TEXT PROVIDED:
··········

Irrespective of the cause, error mechanisms cause one of two effects. There are large isolated corruptions, called error bursts, where numerous bits are corrupted all together in an area which is otherwise error free, and there are random errors affecting single bits or symbols. Whatever the mechanism, the result will be that the received data will not be exactly the same as those sent. It is a tremendous advantage of digital systems that the discrete data bits will be each either right or wrong. A bit cannot be off-colour as it can only be interpreted as 0 or 1. Thus the subtle degradations of analog systems are absent from digital recording and transmission channels and will only be found in convertors. Equally if a binary digit is known to be wrong, it is only necessary to invert its state and then it must be right and indistinguishable from its original value!
Some conclusions can be drawn from the Gaussian distribution of noise.2 First, it is not possible to make error-free digital recordings, because however high the signal-to-noise ratio of the recording, there is still a small but finite chance that the noise can exceed the signal. Measuring the signal-to-noise ratio of a channel establishes the noise power, which determines the width of the noise distribution curve relative to the signal amplitude.
When in a binary system the noise amplitude exceeds the signal amplitude, but with the opposite polarity, a bit error will occur. Knowledge of the shape of the Gaussian curve allows the conversion of signal-to-noise ratio into bit error rate (BER). It can be predicted how many bits will fail due to noise in a given recording, but it is not possible to say which bits will be affected. Increasing the SNR of the channel will not eliminate errors, it just reduces their probability. The logical solution is to incorporate an error-correction system.
Figure 1.21 shows that error correction works by adding some bits to the data which are calculated from the data. This creates an entity called a codeword which spans a greater length of time than one bit alone. The statistics of noise mean that whilst one bit may be lost in a codeword, the loss of the rest of the codeword because of noise is highly improbable. As will be described later in this chapter, codewords are designed to be able totally to correct a finite number of corrupted bits. The greater the timespan over which the coding is performed, or, on a recording medium, the greater area over which the coding is performed, the greater will be the reliability achieved, although this does mean a greater encoding and decoding delay.

··········

Labeled object-pointing entries:
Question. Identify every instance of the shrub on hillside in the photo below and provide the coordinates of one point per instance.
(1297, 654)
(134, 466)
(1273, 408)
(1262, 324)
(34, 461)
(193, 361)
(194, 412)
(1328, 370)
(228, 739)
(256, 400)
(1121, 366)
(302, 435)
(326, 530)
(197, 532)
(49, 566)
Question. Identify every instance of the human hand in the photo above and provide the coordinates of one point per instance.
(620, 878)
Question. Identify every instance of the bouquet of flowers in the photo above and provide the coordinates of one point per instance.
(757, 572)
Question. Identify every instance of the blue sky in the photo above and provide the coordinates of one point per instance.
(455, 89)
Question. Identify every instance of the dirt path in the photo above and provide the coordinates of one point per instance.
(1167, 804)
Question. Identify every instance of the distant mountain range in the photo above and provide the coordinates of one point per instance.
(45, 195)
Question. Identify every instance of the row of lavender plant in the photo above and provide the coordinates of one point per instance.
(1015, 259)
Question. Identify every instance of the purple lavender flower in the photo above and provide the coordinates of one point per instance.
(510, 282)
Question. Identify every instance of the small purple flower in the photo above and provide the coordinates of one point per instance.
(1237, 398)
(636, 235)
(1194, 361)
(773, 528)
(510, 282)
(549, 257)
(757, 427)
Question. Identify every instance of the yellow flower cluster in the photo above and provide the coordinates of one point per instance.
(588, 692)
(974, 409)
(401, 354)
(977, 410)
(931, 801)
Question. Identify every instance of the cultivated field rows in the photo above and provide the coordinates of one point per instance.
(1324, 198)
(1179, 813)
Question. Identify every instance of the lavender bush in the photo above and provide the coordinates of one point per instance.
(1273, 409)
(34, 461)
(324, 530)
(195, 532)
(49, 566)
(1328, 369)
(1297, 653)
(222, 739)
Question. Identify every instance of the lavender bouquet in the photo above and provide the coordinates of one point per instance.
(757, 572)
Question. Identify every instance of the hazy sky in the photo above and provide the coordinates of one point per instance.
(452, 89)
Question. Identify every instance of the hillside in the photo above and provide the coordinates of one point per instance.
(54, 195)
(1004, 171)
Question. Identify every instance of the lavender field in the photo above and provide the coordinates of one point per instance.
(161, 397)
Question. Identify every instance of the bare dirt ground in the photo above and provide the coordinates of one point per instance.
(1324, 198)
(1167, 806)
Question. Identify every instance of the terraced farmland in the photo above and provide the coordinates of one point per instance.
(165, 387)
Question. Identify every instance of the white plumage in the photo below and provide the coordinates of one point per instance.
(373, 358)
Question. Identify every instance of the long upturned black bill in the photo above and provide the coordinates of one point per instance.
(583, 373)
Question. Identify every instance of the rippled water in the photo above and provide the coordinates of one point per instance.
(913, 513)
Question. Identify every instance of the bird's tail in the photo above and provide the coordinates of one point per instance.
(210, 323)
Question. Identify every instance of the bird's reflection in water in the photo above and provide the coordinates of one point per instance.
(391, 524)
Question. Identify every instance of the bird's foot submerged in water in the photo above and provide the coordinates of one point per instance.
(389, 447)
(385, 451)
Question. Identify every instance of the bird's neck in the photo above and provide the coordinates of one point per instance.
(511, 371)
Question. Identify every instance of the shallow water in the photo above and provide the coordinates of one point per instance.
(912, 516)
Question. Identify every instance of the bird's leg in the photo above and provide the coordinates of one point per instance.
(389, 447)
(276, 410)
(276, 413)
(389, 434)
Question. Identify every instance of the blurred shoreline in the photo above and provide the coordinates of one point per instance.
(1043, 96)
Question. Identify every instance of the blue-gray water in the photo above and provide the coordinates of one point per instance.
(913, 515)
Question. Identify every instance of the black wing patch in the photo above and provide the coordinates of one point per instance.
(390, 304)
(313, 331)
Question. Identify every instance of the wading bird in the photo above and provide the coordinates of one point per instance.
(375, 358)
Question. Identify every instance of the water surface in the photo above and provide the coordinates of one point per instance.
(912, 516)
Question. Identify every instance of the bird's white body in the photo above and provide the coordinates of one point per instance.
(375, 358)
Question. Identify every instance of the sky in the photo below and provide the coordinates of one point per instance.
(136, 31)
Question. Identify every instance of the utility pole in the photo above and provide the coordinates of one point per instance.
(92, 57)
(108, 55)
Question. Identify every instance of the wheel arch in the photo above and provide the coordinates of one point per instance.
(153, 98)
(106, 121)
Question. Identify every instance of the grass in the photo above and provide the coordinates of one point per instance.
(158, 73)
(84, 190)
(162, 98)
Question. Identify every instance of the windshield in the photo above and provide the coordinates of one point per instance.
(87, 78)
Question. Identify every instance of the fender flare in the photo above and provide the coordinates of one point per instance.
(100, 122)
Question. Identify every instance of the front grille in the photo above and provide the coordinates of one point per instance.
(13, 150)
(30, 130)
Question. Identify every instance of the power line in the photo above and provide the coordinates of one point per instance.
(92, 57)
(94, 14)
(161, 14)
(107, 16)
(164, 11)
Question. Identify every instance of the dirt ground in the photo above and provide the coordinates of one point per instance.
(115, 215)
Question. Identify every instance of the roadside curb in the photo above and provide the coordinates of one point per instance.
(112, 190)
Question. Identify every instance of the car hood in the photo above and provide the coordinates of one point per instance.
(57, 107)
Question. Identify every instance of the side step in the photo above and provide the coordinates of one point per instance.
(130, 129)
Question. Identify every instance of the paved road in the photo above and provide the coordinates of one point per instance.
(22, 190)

··········

TASK TO COMPLETE: Write out everything from "Irrespective of the" down to "its original value!" in the text on digital error correction, swapping "error bursts" for "burst errors".

THE RESULT:
Irrespective of the cause, error mechanisms cause one of two effects. There are large isolated corruptions, called burst errors, where numerous bits are corrupted all together in an area which is otherwise error free, and there are random errors affecting single bits or symbols. Whatever the mechanism, the result will be that the received data will not be exactly the same as those sent. It is a tremendous advantage of digital systems that the discrete data bits will be each either right or wrong. A bit cannot be off-colour as it can only be interpreted as 0 or 1. Thus the subtle degradations of analog systems are absent from digital recording and transmission channels and will only be found in convertors. Equally if a binary digit is known to be wrong, it is only necessary to invert its state and then it must be right and indistinguishable from its original value!